Exercise aim
Rewrite the data below, replacing every occurrence of "squash piece" with "zucchini slice" and leaving everything else unchanged.

Items in a dataset

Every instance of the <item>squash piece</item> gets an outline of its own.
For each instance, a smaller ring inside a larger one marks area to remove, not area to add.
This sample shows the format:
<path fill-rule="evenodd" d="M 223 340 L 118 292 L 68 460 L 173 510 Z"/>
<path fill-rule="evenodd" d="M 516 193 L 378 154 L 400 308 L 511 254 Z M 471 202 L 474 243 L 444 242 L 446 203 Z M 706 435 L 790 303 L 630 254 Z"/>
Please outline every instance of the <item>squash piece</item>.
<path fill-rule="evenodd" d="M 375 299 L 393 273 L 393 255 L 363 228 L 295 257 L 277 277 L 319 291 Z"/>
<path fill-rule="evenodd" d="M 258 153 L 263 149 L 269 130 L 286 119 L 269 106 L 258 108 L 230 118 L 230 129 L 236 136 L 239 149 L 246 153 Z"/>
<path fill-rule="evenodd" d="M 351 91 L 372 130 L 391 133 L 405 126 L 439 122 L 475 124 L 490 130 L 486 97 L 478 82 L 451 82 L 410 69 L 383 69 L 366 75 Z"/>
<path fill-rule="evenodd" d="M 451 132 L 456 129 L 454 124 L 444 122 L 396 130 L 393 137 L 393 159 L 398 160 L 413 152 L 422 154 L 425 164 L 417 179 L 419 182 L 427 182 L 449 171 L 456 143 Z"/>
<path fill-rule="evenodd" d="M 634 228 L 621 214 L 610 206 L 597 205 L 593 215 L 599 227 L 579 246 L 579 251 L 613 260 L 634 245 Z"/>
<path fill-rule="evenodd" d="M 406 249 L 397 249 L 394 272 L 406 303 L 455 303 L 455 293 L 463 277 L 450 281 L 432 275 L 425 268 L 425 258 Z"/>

Task solution
Every instance of the <item>zucchini slice</item> gets an outline of its own.
For each instance, a smaller ring inside a larger one marks area to remove, not area to add.
This sample shows the format:
<path fill-rule="evenodd" d="M 223 340 L 118 292 L 68 460 L 173 510 Z"/>
<path fill-rule="evenodd" d="M 516 193 L 378 154 L 400 308 L 511 254 Z M 471 202 L 474 243 L 444 242 L 446 203 Z M 706 435 L 790 303 L 630 254 Z"/>
Please outline every instance of the <item>zucchini slice</item>.
<path fill-rule="evenodd" d="M 375 299 L 393 273 L 393 255 L 363 228 L 295 257 L 277 277 L 319 291 Z"/>
<path fill-rule="evenodd" d="M 258 153 L 263 149 L 269 130 L 286 119 L 269 106 L 258 108 L 230 118 L 230 129 L 236 136 L 239 149 L 246 153 Z"/>
<path fill-rule="evenodd" d="M 351 91 L 372 130 L 391 133 L 405 126 L 439 122 L 475 124 L 490 130 L 486 97 L 478 82 L 451 82 L 410 69 L 383 69 L 366 75 Z"/>
<path fill-rule="evenodd" d="M 451 132 L 456 129 L 454 124 L 444 122 L 396 130 L 393 137 L 393 159 L 398 160 L 413 152 L 422 154 L 425 164 L 417 179 L 419 182 L 427 182 L 449 171 L 456 143 Z"/>
<path fill-rule="evenodd" d="M 634 228 L 621 214 L 610 206 L 597 205 L 593 215 L 599 227 L 579 246 L 579 251 L 613 260 L 634 245 Z"/>
<path fill-rule="evenodd" d="M 406 249 L 397 249 L 394 272 L 406 303 L 455 303 L 455 293 L 463 277 L 450 281 L 432 275 L 425 268 L 425 258 Z"/>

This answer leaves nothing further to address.